Abstract
Background A recent study of the gene expression patterns of Zika virus (ZIKV) infected human neural progenitor cells (hNPCs) revealed transcriptional dysregulation and identified cell-cycle-related pathways that are affected by infection. However deeper exploration of the information present in the RNA-Seq data can be used to further elucidate the manner in which Zika infection of hNPCs affects the transcriptome, refining pathway predictions and revealing isoform-specific dynamics.
Methodology/Principal Findings We analyzed data published by Tang et al. using state-of-the-art tools for transcriptome analysis. By accounting for the experimental design and estimation of technical and inferential variance we were able to pinpoint Zika infection affected pathways that highlight Zika’s neural tropism. The examination of differential genes reveals cases of isoform divergence.

**MATERIAL SHOWN**
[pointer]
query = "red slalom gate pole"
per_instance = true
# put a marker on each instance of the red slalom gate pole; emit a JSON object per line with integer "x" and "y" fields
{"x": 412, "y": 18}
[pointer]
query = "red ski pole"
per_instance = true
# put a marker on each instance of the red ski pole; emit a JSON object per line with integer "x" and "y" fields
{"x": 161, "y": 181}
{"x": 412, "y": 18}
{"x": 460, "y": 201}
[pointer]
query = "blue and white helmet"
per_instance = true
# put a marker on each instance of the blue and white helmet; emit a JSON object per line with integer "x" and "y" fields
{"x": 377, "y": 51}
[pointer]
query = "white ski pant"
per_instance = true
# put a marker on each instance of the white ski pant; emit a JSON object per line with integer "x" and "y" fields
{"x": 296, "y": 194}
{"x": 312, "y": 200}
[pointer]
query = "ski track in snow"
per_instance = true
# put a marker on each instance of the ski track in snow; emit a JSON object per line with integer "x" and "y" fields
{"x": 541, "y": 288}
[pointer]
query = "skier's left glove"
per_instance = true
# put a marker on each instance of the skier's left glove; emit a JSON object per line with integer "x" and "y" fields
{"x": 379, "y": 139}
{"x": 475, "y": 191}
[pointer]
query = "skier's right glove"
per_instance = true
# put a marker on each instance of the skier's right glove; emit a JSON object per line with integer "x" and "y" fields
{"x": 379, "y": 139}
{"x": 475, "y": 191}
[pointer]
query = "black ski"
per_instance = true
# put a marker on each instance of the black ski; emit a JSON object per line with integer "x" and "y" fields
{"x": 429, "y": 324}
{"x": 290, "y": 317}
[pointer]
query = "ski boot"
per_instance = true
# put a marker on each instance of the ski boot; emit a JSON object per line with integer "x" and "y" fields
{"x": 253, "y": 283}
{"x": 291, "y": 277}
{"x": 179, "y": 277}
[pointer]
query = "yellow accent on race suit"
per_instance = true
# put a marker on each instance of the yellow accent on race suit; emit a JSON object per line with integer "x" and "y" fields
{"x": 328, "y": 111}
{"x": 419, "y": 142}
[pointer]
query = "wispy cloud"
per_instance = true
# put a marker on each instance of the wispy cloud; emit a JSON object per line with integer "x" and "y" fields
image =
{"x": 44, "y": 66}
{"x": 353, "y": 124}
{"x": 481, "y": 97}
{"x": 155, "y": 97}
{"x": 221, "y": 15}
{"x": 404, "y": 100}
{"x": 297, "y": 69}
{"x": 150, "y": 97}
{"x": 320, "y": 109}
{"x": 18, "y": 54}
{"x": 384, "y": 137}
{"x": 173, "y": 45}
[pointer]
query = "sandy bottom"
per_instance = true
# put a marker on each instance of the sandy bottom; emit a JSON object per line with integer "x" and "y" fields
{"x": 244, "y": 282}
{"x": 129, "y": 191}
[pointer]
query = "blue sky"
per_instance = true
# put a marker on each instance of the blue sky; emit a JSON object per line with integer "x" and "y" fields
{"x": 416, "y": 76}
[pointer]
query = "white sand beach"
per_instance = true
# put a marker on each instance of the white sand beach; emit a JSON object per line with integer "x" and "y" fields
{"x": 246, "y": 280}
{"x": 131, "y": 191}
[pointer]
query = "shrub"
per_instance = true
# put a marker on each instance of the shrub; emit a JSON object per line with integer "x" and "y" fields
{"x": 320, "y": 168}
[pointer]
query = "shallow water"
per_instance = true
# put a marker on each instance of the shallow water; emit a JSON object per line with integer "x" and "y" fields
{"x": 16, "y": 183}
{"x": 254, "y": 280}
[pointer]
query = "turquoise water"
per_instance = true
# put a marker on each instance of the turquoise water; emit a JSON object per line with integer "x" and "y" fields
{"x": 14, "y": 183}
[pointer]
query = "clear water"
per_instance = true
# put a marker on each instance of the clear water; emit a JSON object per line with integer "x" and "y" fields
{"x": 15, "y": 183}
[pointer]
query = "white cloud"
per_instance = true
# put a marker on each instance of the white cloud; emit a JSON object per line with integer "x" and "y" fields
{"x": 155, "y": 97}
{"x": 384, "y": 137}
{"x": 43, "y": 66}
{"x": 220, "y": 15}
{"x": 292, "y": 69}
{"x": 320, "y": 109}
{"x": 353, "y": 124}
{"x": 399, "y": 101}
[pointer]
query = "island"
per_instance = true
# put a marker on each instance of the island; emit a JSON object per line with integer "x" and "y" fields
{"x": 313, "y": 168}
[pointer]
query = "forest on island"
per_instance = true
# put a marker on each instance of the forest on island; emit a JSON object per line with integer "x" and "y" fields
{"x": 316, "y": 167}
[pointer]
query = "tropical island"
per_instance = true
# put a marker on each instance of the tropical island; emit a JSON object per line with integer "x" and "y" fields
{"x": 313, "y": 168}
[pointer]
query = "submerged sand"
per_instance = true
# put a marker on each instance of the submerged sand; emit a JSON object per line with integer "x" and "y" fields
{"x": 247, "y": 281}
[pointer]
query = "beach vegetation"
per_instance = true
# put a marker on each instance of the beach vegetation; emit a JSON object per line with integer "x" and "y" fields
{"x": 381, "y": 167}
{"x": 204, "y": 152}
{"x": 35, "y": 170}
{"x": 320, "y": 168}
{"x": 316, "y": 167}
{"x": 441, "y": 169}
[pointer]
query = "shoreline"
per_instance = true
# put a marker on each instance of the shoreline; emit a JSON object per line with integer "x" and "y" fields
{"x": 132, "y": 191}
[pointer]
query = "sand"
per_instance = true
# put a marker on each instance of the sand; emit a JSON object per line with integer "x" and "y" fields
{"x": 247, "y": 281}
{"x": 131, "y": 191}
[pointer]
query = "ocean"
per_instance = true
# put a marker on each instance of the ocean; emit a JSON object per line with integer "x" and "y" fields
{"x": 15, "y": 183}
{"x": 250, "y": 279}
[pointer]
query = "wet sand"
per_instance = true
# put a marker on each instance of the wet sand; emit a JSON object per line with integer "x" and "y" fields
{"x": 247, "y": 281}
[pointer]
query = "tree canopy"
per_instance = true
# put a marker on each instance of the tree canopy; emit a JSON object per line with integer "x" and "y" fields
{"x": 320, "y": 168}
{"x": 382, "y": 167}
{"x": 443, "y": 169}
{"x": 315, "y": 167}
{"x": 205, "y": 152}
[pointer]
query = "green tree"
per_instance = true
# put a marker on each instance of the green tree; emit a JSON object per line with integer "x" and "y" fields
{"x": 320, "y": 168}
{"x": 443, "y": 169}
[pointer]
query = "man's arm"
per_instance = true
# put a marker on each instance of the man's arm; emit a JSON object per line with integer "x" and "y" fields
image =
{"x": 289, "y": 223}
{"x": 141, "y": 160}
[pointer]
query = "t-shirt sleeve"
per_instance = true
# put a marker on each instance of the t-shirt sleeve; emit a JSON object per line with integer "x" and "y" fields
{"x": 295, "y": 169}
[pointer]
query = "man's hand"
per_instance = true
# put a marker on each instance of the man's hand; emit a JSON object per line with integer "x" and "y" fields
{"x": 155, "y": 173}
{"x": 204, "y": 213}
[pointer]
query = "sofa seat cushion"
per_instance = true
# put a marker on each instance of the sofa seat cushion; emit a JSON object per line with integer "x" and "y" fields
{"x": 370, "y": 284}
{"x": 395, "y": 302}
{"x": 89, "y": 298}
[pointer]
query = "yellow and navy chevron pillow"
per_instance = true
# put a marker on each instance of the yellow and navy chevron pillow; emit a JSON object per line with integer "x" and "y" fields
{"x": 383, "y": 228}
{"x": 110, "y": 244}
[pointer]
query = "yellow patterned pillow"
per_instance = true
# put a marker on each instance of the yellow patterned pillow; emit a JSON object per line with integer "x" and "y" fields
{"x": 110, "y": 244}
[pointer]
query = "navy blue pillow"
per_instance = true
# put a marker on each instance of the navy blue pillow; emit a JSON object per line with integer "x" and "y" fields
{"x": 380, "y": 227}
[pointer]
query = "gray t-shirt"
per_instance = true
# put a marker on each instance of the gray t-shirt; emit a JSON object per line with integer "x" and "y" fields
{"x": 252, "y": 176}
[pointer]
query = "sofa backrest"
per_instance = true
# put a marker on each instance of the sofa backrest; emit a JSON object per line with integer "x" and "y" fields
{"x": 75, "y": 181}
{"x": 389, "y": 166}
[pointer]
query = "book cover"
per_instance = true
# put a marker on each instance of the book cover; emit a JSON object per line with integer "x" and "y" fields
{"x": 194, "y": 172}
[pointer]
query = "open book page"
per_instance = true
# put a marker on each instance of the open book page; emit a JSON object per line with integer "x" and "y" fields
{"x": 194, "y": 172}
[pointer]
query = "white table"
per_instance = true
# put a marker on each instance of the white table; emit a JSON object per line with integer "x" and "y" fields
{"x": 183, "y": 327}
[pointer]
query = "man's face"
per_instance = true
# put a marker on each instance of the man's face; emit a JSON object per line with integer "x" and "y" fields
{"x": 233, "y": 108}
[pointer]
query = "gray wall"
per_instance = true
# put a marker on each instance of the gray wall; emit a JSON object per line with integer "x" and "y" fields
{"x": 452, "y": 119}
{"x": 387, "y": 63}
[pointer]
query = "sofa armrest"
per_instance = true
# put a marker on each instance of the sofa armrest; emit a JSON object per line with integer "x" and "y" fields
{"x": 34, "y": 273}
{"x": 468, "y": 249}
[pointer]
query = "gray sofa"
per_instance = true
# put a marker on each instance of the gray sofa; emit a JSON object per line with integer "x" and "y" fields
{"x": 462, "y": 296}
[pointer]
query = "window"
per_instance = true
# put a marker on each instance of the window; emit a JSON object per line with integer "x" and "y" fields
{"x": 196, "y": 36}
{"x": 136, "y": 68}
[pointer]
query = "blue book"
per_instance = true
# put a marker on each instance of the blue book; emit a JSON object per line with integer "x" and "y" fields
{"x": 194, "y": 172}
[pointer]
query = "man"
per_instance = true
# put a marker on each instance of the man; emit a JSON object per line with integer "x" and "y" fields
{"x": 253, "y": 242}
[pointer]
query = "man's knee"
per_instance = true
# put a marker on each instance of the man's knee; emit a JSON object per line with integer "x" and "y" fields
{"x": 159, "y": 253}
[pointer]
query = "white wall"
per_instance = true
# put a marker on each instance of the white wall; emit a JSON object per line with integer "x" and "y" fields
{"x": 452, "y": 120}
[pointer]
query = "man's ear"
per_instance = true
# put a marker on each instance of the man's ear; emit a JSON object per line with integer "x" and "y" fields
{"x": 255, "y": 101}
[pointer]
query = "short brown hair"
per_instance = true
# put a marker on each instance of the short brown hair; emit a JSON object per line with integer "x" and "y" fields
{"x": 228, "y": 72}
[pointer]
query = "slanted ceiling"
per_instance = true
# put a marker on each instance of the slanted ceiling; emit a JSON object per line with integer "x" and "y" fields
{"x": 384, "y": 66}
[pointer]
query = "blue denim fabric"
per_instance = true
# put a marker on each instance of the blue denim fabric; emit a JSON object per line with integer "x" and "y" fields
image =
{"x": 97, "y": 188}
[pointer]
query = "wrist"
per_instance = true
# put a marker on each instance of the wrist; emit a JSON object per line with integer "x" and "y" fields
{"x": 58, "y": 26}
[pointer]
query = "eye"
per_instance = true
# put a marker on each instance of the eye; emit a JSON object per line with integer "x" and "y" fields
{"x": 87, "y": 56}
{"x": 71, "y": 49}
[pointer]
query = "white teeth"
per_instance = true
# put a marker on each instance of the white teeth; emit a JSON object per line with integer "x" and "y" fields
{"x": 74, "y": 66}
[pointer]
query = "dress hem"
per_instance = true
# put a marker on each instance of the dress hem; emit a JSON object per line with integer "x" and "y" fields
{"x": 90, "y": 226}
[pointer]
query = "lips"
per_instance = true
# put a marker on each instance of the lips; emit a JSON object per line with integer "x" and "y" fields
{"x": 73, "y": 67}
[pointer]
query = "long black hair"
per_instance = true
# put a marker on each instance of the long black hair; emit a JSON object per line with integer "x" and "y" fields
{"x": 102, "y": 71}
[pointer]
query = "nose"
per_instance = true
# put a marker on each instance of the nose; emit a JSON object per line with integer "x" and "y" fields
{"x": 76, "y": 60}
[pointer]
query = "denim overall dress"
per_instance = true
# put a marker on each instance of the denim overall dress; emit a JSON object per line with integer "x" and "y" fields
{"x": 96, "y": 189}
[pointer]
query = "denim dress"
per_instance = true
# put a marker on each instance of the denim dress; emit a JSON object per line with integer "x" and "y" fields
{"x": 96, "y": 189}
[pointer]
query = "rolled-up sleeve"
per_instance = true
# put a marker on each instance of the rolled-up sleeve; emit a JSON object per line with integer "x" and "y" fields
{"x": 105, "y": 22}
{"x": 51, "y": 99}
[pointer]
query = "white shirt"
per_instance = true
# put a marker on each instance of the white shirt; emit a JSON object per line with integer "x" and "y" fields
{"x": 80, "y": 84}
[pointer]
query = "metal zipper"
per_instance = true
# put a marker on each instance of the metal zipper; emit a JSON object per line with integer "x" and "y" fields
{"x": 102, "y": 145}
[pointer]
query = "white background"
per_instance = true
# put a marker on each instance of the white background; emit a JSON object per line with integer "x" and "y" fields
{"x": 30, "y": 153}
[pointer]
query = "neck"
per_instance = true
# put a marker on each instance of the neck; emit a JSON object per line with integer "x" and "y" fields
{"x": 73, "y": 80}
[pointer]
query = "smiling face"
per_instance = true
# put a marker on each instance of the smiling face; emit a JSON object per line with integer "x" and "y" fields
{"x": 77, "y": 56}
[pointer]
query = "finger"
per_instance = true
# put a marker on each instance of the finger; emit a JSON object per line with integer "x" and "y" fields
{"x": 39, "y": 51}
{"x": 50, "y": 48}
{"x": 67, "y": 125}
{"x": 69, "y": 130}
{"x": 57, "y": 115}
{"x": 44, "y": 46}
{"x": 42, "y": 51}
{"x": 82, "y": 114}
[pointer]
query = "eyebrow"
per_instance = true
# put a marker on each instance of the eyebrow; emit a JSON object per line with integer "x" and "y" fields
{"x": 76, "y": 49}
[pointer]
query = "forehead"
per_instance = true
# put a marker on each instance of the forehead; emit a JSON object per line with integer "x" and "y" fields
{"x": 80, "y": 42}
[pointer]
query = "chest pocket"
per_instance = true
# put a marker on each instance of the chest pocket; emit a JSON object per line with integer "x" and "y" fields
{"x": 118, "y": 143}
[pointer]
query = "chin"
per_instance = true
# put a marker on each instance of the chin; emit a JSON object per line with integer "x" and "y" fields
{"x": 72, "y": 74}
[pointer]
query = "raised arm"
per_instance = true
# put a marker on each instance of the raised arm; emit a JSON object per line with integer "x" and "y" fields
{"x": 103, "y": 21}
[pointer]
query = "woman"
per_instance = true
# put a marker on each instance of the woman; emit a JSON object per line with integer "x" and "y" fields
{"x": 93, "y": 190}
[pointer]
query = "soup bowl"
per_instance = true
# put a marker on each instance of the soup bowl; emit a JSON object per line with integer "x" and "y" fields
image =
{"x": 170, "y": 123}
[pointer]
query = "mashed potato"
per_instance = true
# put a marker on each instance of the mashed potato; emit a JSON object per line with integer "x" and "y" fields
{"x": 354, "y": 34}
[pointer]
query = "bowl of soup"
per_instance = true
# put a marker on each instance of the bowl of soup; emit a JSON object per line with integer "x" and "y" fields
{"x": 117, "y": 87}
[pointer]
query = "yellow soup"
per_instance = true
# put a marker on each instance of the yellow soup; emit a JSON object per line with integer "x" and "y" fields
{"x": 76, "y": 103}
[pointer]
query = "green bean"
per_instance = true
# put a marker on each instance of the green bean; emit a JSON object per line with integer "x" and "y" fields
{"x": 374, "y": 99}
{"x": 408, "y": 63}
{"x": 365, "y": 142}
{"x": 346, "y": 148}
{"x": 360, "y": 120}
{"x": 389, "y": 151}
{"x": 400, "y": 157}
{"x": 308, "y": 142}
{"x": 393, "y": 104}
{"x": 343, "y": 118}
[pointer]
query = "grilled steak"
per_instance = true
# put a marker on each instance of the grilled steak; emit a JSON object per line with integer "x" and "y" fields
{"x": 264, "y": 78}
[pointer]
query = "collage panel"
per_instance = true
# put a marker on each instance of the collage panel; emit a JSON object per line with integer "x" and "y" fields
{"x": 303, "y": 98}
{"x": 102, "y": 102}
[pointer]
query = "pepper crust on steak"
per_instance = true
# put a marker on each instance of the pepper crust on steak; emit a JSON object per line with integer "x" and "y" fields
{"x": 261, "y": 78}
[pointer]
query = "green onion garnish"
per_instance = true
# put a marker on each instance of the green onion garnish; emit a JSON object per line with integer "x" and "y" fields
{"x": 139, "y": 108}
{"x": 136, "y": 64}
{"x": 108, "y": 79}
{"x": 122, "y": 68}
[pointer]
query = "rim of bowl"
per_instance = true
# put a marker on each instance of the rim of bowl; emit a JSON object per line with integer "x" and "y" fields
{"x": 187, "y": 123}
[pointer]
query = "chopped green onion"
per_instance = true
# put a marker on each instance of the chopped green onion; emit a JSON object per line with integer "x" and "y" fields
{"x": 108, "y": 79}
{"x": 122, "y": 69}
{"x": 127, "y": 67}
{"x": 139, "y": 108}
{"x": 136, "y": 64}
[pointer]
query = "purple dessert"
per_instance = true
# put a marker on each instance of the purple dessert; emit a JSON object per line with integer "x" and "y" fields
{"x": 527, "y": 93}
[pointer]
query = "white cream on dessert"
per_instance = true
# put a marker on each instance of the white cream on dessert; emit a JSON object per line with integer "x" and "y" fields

**EXERCISES**
(1) Name every heading in the Zika virus abstract, in the order they appear.
(2) Reproduce the passage of the Zika virus abstract word for word, starting with "Methodology/Principal Findings We" and going on through "of isoform divergence.".
(3) Continue the Zika virus abstract after its final sentence, keeping its formal register.

**RESULTS OF THE EXERCISE**
(1)
Abstract
Background
Methodology/Principal Findings

(2)
Methodology/Principal Findings We analyzed data published by Tang et al. using state-of-the-art tools for transcriptome analysis. By accounting for the experimental design and estimation of technical and inferential variance we were able to pinpoint Zika infection affected pathways that highlight Zika’s neural tropism. The examination of differential genes reveals cases of isoform divergence.

(3)
Conclusions/Significance Transcriptome analysis of Zika infected hNPCs has the potential to identify the molecular signatures of Zika infected neural cells. These signatures may be useful for diagnostics and for the resolution of infection pathways that can be used to harvest specific targets for further study.
Introduction
As infection with Zika virus (ZIKV) is associated with increasing cases of congenital microcephaly and adult Guillain-Barre Syndrome, a characterization of its pathophysiology becomes crucial. A molecular characterization of the effects of infection may help in the development of fetal diagnostics and can accelerate the identification of crucial genes and pathways critical in disease progression. RNA-Sequencing (RNA-Seq) is an effective technology for probing the transcriptome and has been applied to study the effects of ZIKV infection of human neuroprogenitor cells (hNPCs) [1].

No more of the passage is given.